DATA FOR REVIEW »
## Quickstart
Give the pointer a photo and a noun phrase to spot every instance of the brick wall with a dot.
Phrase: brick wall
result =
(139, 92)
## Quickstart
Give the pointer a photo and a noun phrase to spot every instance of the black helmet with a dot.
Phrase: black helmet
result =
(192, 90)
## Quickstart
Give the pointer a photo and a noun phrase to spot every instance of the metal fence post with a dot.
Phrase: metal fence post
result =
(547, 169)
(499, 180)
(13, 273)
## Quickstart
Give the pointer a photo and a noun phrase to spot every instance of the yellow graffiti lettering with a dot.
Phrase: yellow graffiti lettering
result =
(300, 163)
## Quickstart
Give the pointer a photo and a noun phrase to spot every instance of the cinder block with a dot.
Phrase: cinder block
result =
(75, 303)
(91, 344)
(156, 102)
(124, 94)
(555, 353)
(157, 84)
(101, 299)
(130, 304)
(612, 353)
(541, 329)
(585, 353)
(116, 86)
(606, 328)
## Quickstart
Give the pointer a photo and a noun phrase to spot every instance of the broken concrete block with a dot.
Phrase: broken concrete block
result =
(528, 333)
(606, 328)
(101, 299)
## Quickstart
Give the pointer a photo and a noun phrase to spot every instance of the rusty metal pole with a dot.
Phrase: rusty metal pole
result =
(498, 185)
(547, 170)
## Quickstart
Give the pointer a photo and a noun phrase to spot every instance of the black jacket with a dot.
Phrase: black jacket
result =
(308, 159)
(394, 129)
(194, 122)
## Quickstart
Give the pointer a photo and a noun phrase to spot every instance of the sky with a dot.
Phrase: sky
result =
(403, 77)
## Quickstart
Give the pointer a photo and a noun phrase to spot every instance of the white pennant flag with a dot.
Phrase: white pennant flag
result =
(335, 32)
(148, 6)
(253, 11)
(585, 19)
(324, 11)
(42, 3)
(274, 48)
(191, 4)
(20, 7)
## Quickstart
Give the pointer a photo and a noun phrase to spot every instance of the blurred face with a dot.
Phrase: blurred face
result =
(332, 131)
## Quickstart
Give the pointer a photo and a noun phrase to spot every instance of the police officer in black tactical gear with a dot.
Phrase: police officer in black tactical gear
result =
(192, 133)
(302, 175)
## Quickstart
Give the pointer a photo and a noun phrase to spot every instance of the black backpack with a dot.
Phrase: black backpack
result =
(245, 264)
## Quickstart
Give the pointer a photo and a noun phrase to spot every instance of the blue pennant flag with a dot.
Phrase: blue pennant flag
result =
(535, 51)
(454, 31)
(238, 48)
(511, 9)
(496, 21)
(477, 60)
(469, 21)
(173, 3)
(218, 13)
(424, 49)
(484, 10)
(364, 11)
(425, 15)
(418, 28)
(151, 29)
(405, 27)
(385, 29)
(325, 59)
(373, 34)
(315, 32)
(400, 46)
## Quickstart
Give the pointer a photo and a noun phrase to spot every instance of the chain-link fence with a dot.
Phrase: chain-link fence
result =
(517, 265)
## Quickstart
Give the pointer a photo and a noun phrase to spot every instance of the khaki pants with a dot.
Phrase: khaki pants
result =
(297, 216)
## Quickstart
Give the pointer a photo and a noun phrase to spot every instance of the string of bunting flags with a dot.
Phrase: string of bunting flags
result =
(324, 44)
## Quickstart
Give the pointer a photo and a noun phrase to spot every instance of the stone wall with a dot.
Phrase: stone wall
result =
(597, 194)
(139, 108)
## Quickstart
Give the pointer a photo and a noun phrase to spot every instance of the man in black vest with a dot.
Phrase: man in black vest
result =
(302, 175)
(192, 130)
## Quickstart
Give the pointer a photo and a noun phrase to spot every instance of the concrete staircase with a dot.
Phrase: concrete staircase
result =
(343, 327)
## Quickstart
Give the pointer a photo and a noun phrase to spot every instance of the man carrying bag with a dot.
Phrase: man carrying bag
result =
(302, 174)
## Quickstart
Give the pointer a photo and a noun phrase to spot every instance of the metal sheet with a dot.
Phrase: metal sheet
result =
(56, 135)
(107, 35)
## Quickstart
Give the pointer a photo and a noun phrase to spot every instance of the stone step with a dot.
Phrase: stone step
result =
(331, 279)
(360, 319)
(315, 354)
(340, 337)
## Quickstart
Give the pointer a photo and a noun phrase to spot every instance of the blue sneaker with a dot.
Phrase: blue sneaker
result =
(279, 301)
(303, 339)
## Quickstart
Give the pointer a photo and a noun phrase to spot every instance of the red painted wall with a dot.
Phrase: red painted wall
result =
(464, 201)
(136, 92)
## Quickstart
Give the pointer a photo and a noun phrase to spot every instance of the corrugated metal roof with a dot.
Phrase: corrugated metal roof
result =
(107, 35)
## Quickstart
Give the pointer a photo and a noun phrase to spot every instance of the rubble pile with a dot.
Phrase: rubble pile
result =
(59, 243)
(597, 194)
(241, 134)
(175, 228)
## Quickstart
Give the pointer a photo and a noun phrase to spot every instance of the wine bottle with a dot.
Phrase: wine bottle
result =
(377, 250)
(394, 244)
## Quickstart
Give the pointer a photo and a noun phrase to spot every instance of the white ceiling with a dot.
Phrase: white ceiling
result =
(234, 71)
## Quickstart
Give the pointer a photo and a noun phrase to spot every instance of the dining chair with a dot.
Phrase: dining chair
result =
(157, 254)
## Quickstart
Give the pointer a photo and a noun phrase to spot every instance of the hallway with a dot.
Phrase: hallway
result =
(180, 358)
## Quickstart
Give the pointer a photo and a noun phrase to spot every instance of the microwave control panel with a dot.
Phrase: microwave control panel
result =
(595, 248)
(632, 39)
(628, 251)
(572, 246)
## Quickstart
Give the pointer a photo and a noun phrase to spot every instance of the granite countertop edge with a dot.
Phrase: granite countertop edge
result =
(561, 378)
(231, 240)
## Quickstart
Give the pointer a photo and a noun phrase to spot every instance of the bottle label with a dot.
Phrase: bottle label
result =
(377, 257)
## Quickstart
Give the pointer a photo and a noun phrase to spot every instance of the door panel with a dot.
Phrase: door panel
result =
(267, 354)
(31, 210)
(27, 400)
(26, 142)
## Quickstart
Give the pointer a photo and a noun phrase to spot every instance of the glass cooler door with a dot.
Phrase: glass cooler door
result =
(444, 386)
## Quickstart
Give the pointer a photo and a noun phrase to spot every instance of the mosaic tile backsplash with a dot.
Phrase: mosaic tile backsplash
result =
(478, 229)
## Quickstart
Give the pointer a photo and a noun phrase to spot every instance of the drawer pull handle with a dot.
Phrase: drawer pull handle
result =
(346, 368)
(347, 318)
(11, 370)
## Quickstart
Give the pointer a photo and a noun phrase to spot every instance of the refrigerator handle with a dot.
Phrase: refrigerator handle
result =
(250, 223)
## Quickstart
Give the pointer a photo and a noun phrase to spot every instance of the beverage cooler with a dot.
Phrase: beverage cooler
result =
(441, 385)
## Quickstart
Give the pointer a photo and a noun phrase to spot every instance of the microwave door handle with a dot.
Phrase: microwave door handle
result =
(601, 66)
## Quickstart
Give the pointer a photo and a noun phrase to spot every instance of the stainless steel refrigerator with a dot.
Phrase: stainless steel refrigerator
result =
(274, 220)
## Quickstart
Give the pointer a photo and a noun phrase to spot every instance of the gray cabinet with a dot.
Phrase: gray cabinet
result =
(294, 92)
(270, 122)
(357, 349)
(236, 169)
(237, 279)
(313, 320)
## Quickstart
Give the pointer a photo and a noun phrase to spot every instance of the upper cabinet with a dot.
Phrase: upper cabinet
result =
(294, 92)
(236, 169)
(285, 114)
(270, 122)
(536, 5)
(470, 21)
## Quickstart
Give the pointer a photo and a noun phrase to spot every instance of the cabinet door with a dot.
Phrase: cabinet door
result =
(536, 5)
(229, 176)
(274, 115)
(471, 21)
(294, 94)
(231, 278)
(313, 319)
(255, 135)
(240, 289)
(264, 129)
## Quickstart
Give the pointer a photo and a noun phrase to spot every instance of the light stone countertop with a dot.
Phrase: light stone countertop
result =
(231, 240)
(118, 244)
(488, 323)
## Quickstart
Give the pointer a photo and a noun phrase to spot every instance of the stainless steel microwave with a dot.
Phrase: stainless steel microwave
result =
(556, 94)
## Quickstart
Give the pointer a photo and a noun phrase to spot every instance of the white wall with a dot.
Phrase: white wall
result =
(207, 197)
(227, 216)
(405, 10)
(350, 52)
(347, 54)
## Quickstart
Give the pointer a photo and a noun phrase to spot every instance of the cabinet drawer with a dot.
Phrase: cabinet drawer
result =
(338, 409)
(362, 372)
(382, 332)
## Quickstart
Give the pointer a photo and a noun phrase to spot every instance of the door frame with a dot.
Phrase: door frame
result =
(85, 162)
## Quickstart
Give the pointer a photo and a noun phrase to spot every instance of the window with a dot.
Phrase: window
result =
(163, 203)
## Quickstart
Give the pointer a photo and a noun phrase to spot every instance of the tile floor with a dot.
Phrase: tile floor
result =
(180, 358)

WORK TO COMPLETE » Within the material above, the line with "cooler door with a dot." opens the range and the line with "Phrase: upper cabinet" closes it; reproduce that range word for word.

ANSWER BOX »
Give the pointer a photo and a noun phrase to spot every instance of the glass cooler door with a dot.
Phrase: glass cooler door
result =
(444, 386)
## Quickstart
Give the pointer a photo and a noun phrase to spot every instance of the mosaic tile backsplash with a dot.
Phrase: mosaic tile backsplash
result =
(478, 229)
## Quickstart
Give the pointer a photo and a noun phrase to spot every instance of the drawer pull handle with a dot.
Phrase: drawer pull handle
result =
(346, 368)
(347, 318)
(11, 370)
## Quickstart
Give the pointer a photo and a noun phrase to spot every instance of the refrigerator handle with a dot.
Phrase: refrigerator handle
result =
(250, 223)
## Quickstart
Give the pointer a photo and a noun phrase to spot every instance of the beverage cooler with a dot.
Phrase: beverage cooler
result =
(441, 385)
## Quickstart
Give the pointer a photo and a noun phrase to spot every instance of the microwave door handle with a dot.
Phrase: microwave door handle
result =
(601, 66)
## Quickstart
Give the pointer a photo and a noun phrase to spot every instance of the stainless steel refrigerator with a dot.
Phrase: stainless steel refrigerator
result =
(274, 220)
## Quickstart
Give the pointer a photo and a noun phrase to spot every instance of the gray cabinet with a dot.
Phrase: gray cabinet
result =
(294, 92)
(270, 122)
(357, 349)
(236, 169)
(237, 279)
(313, 320)
## Quickstart
Give the pointer a photo and a noun phrase to spot every instance of the upper cabinet with a dot.
Phrase: upper cabinet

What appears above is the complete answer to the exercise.